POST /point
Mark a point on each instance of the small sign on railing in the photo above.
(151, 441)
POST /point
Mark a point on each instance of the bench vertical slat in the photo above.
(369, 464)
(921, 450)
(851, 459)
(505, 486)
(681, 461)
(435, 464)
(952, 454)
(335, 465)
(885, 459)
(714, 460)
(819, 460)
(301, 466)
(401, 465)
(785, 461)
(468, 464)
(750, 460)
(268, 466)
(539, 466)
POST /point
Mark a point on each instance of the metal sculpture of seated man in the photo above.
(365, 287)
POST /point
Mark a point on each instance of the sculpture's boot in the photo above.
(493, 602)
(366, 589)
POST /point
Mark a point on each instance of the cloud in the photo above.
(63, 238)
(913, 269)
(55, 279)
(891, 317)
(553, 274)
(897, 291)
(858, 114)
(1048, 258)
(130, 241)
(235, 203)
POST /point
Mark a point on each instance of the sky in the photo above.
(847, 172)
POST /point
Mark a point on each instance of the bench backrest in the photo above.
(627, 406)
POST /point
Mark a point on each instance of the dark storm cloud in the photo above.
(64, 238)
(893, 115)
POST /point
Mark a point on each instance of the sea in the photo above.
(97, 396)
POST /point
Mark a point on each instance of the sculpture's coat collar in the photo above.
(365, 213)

══════

• Your assignment
Please retype exactly the line containing "Mark a point on each instance of the bench backrest" and each line after it to the end of the records, and nothing more.

• Written reply
Mark a point on each instance of the bench backrest in the photo above.
(627, 406)
POST /point
Mark a point on each instance of the dark storm cloud in the photo above.
(64, 238)
(893, 115)
POST /point
Mark a point on each instance of the sea in the photo above.
(97, 396)
POST /point
Mark a point on each instance of the sculpture's coat collar in the photo above.
(365, 213)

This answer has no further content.